[Problem requirements]
Give a faithful, exact copy of all entries, minus the images.
━━━━━ Task inputs ━━━━━
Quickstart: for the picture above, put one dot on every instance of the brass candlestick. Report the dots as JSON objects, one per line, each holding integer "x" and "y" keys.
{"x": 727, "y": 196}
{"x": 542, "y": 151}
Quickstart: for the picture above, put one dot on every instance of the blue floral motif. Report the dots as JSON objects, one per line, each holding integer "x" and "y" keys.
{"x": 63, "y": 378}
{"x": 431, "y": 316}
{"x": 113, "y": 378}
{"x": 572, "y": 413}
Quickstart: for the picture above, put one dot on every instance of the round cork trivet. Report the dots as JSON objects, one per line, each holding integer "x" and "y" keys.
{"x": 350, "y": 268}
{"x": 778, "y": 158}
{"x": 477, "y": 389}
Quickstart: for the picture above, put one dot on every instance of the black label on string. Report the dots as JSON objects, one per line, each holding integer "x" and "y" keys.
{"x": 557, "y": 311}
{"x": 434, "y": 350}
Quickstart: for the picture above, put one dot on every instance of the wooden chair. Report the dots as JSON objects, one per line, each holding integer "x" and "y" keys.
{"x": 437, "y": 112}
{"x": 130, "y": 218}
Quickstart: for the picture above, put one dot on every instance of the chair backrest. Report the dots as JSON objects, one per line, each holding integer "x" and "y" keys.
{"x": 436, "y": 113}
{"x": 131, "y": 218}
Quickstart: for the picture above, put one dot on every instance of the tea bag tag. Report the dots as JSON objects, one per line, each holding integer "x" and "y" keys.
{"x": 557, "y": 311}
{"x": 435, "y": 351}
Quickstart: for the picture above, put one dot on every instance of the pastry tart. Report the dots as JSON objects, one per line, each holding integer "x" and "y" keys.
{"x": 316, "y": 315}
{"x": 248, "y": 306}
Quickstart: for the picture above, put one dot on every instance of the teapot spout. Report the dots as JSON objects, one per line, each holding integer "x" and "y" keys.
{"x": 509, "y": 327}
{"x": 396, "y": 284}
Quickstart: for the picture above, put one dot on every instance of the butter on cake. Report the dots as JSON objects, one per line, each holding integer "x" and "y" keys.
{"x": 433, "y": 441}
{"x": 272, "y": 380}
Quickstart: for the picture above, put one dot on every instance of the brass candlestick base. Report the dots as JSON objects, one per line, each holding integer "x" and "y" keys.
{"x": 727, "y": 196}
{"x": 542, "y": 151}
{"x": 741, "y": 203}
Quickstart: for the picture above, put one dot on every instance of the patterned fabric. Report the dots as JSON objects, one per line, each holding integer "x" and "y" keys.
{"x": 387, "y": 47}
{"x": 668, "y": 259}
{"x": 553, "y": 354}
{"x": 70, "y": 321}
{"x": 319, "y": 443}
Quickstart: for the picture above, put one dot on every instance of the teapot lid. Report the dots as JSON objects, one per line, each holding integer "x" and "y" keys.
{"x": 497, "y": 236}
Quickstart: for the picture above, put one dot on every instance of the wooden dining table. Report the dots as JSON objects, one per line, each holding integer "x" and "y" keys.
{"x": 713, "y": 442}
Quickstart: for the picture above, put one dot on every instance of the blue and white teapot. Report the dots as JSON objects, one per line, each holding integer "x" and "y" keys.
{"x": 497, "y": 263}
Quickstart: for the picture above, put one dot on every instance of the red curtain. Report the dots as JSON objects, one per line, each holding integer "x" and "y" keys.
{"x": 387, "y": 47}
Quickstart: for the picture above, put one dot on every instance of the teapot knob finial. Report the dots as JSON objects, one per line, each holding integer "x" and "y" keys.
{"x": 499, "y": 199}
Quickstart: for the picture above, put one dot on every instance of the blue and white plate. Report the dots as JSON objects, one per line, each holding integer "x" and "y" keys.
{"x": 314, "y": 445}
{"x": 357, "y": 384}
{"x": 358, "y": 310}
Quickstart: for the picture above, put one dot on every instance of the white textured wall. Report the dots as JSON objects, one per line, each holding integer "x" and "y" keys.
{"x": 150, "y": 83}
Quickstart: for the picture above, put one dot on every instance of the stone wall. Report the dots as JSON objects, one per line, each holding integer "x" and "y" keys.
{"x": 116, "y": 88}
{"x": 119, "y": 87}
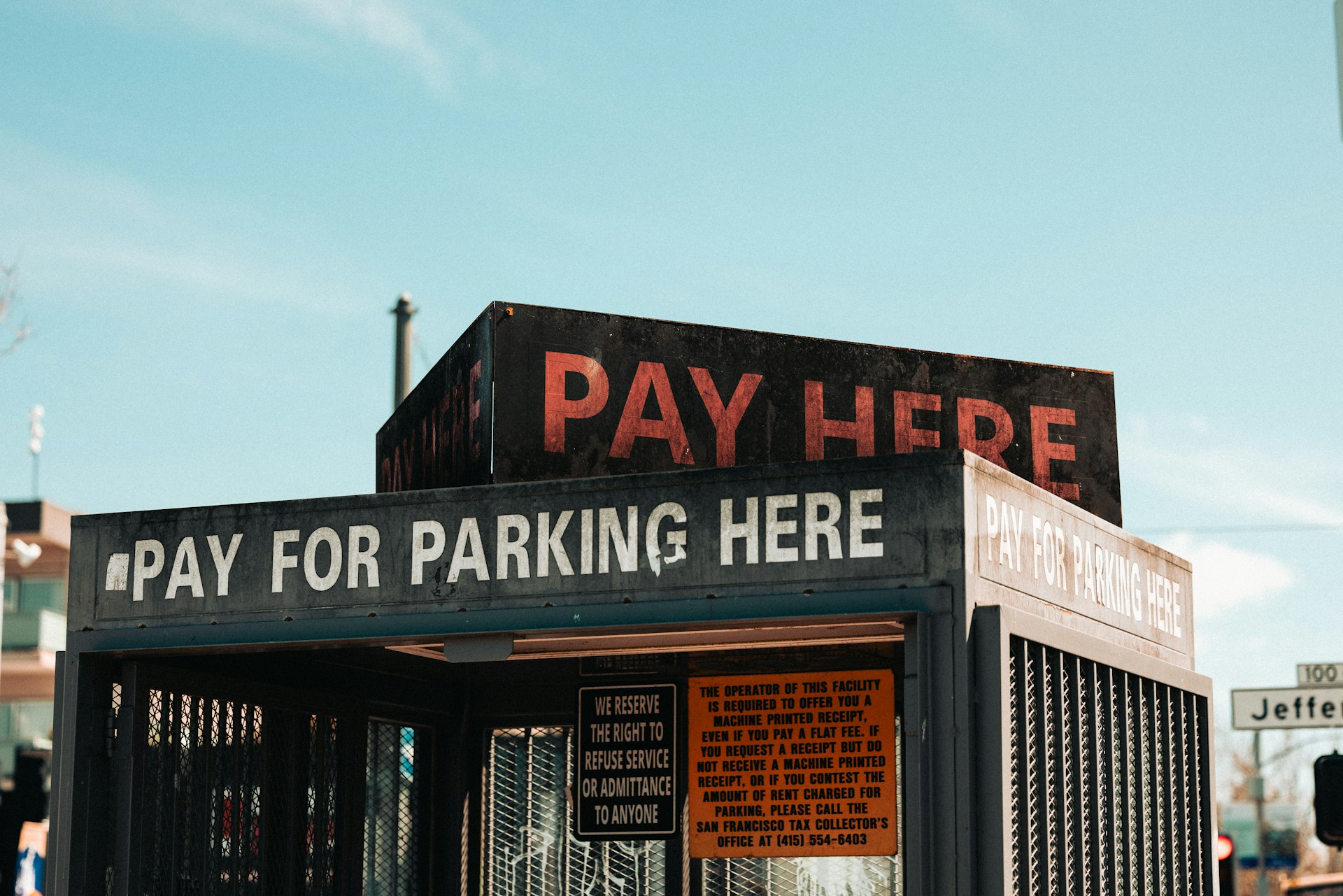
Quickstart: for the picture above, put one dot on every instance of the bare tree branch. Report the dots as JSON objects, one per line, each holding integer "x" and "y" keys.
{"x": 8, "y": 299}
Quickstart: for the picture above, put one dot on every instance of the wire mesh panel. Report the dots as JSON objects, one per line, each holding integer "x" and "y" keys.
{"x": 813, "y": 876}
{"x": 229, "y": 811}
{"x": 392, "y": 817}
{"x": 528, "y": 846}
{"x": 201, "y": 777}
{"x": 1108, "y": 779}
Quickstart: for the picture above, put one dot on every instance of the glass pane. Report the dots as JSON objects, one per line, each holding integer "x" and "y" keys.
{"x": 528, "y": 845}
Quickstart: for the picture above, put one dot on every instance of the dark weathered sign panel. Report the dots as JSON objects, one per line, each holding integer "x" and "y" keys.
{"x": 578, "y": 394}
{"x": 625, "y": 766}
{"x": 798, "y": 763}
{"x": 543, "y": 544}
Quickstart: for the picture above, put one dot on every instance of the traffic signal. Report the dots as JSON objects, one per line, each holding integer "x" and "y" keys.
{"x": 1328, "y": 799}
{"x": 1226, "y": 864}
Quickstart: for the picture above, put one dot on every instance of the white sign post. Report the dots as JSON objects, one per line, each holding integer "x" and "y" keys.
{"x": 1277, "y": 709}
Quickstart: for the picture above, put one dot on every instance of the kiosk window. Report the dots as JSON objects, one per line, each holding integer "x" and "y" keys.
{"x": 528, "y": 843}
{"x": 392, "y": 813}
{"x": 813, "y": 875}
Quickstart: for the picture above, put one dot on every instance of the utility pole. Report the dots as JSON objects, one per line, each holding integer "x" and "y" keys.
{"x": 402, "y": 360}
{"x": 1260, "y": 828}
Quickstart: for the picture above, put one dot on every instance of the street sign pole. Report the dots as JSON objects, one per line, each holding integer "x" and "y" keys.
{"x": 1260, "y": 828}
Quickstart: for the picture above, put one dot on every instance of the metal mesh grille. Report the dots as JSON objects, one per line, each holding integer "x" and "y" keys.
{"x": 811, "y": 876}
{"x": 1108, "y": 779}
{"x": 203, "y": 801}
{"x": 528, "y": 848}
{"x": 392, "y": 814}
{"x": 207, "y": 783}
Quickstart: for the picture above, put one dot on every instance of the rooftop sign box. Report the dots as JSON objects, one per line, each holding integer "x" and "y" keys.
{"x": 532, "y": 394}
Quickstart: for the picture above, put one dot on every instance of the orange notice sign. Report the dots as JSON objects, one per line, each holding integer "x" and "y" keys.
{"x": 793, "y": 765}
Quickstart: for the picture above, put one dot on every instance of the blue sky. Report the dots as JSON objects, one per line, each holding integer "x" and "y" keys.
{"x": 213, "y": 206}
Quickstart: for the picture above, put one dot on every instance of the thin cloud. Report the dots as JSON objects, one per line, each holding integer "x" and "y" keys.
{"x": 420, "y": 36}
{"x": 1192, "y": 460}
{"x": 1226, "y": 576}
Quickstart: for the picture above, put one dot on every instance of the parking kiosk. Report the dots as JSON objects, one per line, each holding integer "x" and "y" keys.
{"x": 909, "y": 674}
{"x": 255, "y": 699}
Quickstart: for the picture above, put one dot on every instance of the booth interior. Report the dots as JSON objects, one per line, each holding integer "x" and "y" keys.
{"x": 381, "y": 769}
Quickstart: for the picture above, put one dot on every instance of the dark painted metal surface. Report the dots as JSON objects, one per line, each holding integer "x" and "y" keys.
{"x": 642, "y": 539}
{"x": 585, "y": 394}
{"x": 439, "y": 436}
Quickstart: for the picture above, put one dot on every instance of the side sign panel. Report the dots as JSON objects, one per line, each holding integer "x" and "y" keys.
━━━━━
[Task result]
Quickstart: for the picture above, put one dot on every instance of the brass candlestick. Report the dots as JSON objects, one per line, each holding integer "x" and "y" keys.
{"x": 727, "y": 196}
{"x": 542, "y": 151}
Quickstart: for the picture above, put one dot on every instance of the blue floral motif. Report the dots as JSON objects, one per line, each holding integer "x" and "y" keys.
{"x": 63, "y": 378}
{"x": 431, "y": 316}
{"x": 113, "y": 378}
{"x": 572, "y": 413}
Quickstart: for the picture above, put one dot on every instance of the round cork trivet. Report the dots as JSON objects, one per line, each holding integer "x" and "y" keys.
{"x": 350, "y": 268}
{"x": 778, "y": 158}
{"x": 477, "y": 389}
Quickstart: for the picture above, put one dot on every instance of the black label on string. Report the dots as JSON objects, one per line, each holding integer "x" and "y" keys.
{"x": 557, "y": 311}
{"x": 434, "y": 350}
Quickstart: for the picture above, put one dot on every instance of the wooden chair. Report the dots as JSON objects, one per line, each holding integer "x" and "y" keys.
{"x": 437, "y": 112}
{"x": 130, "y": 218}
Quickstart: for the picture above, put one dot on every instance of the chair backrest. Report the dots as JSON objects, one per line, each holding integer "x" and "y" keys.
{"x": 436, "y": 113}
{"x": 131, "y": 218}
Quickstart: for the picture above, put one dot on every instance of the tea bag tag. Report the dots as JSON objects, one per line, each holding integer "x" and "y" keys.
{"x": 557, "y": 311}
{"x": 435, "y": 351}
Quickstart: for the picture above, put one dot on every instance of the pastry tart. Report the dots as JSON objects, one per line, each holding integer "x" and "y" keys.
{"x": 316, "y": 315}
{"x": 248, "y": 306}
Quickstart: for the picture above, put one dot on every instance of the teapot spout. Report the dots as JSON objects, one per line, each holding integer "x" and "y" keys.
{"x": 509, "y": 327}
{"x": 396, "y": 284}
Quickstart: for the picture above, put one dot on every instance of the butter on cake. Report the dots as JSON objects, one per line, each holding integer "x" and "y" keys.
{"x": 433, "y": 441}
{"x": 272, "y": 380}
Quickstart: for the picture above, put one dot on every instance of the brass candlestick base. Report the dots as JSON objects, one per line, each holding integer "x" and "y" keys.
{"x": 727, "y": 196}
{"x": 542, "y": 151}
{"x": 741, "y": 203}
Quickstart: for the picture above, put one dot on every instance of the patterned fabric. Report the dots as JSON objects, one per line, each holding integer "x" and "y" keys.
{"x": 387, "y": 47}
{"x": 668, "y": 259}
{"x": 553, "y": 354}
{"x": 70, "y": 321}
{"x": 319, "y": 443}
Quickstart: for the picture above, put one dot on every instance of the teapot lid. Report the dots as JSON objects, one per line, each holding integer "x" and "y" keys.
{"x": 497, "y": 236}
Quickstart: for the picture above, put one dot on every instance of the wooden dining table. Report the dots as JSON objects, one per line, each holding integer "x" and "y" keys.
{"x": 713, "y": 442}
Quickstart: for the picture above, put one dot on every instance of the blue and white teapot. Report the dots as JSON objects, one per line, each holding integer "x" and "y" keys.
{"x": 497, "y": 263}
Quickstart: for the picture above, put one dot on every instance of the red curtain. Report the dots as JSON objects, one per line, each holding integer "x" and "y" keys.
{"x": 387, "y": 47}
Quickstart: for the picture above, put one dot on every instance of the teapot knob finial. Report the dots as JSON objects, one per line, each holding integer "x" and "y" keys.
{"x": 499, "y": 199}
Quickstart: for the picture above, put one dot on every instance of the blue and white plate. Report the dots as JSON objects, one per line, each holding integer "x" and "y" keys.
{"x": 314, "y": 445}
{"x": 357, "y": 384}
{"x": 358, "y": 310}
Quickstart: for the picture above, put one dot on every instance of the white textured wall. Report the dots as JSON objects, one per line, each holding integer "x" and "y" keys.
{"x": 150, "y": 83}
Quickstart: for the picture above, put one dot on every instance of the stone wall. Report the dots as JSON objects, one per line, each holding integer "x" and "y" keys.
{"x": 116, "y": 88}
{"x": 119, "y": 87}
Quickstart: for the picture above, put one dot on every instance of the bare tree branch. Report the dots as JSON objects, one per line, each holding integer "x" and "y" keys.
{"x": 8, "y": 299}
Quickstart: for the picture above, put one dot on every instance of the wire mesh panel. Report the dots as JSON objects, one per line, each holding integer "x" and "y" keys.
{"x": 813, "y": 876}
{"x": 229, "y": 811}
{"x": 392, "y": 817}
{"x": 528, "y": 846}
{"x": 201, "y": 777}
{"x": 1108, "y": 779}
Quickstart: for the picture above, put one dot on every instance of the glass pane. Report the dots as JSON objects, one per line, each holding integer "x" and "y" keys.
{"x": 528, "y": 845}
Quickstart: for the picture above, put one dot on every instance of the dark weathered sign panel. Report the dots as JSON objects, one per line, each holding integer "x" and "y" keys.
{"x": 578, "y": 394}
{"x": 625, "y": 766}
{"x": 798, "y": 763}
{"x": 543, "y": 544}
Quickstart: for the picture above, put one dot on every instance of the traffic signal. Report the dots as JSON objects, one per line, each holding integer "x" and "y" keys.
{"x": 1328, "y": 799}
{"x": 1226, "y": 864}
Quickstart: for the picture above, put one dot on every instance of the white sign post. Report the dots as JSON objects, one per line, each holding integer "x" and "y" keys.
{"x": 1277, "y": 709}
Quickstart: for the picture above, put one dot on every instance of the kiosk window. Report the dots as JSON objects, one per line, each holding integer "x" and "y" keys.
{"x": 528, "y": 843}
{"x": 392, "y": 813}
{"x": 813, "y": 875}
Quickstart: for the picture above, put one dot on every instance of the utility pole. Report the dots as JSON objects, one per line, each holding integer "x" and "y" keys.
{"x": 402, "y": 360}
{"x": 1260, "y": 828}
Quickstart: for the picture above, put one dot on every instance of the street sign pole. Report the dots as JSON objects, one per line, each holding integer "x" and "y" keys.
{"x": 1260, "y": 828}
Quickstart: for the picture above, put one dot on every instance of the metal mesh grille. Report the dots as JSON objects, one per line, each holding integer "x" and "y" keys.
{"x": 811, "y": 876}
{"x": 1108, "y": 779}
{"x": 203, "y": 801}
{"x": 528, "y": 848}
{"x": 392, "y": 814}
{"x": 207, "y": 783}
Quickstart: for the picture above, put one dot on every instance of the rooftop sign box. Report the dots as JSON objects, one per line, each holding integer "x" and "y" keys.
{"x": 532, "y": 394}
Quickstart: for the picture above, put one dot on every instance of the orange notice sign. Report the dots as JSON objects, one per line, each holding integer "x" and "y" keys.
{"x": 793, "y": 765}
Quickstart: for the picture above, put one dot on every instance of the blue sky. Report the dots as JSON objects, one per line, each holding integer "x" and "y" keys.
{"x": 213, "y": 206}
Quickstart: for the picture above, put one dot on every instance of the thin cloud. Report the dots as JSON objects, one per line, each holding integer "x" and "y" keys.
{"x": 420, "y": 36}
{"x": 1192, "y": 460}
{"x": 1226, "y": 576}
Quickstart: for the picture above, put one dot on every instance of the parking kiosk. Report the dots as JSON objects, one per line, each holding integer "x" and "y" keys.
{"x": 909, "y": 674}
{"x": 255, "y": 699}
Quickstart: for the picture above, put one dot on every instance of the booth interior. Report the dots as JSON objects, one per line, each holding integer "x" and "y" keys.
{"x": 381, "y": 769}
Quickstart: for the picture above, put one dot on every instance of the dark painted metal surface. Report the dots as JSON objects, one per line, each holding integer "x" and "y" keys.
{"x": 642, "y": 539}
{"x": 585, "y": 394}
{"x": 439, "y": 436}
Quickstart: for the picture above, put one dot on every instance of the side sign panel. Report the dots as JSON objects, one per line, each holding integer "x" and "y" keys.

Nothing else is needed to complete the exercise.